◆ Task objective: Output should begin at the line holding "Reports arrive as" and end at the last line of the entries; print those lines verbatim and no others.

[Dataset entries]
__________

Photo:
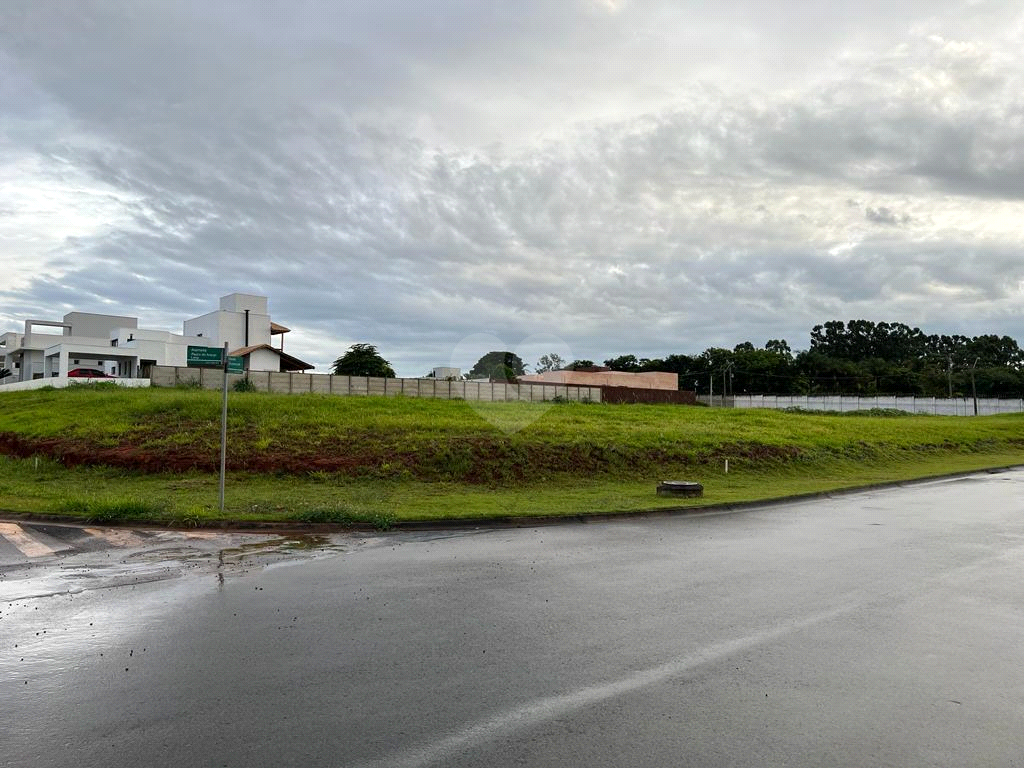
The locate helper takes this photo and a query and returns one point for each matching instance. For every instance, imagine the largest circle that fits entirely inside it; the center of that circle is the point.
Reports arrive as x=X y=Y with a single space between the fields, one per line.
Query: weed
x=343 y=515
x=111 y=510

__________

◆ Expected output:
Reports arrive as x=X y=Y with a single space between the fields, one per line.
Query: weed
x=343 y=515
x=111 y=510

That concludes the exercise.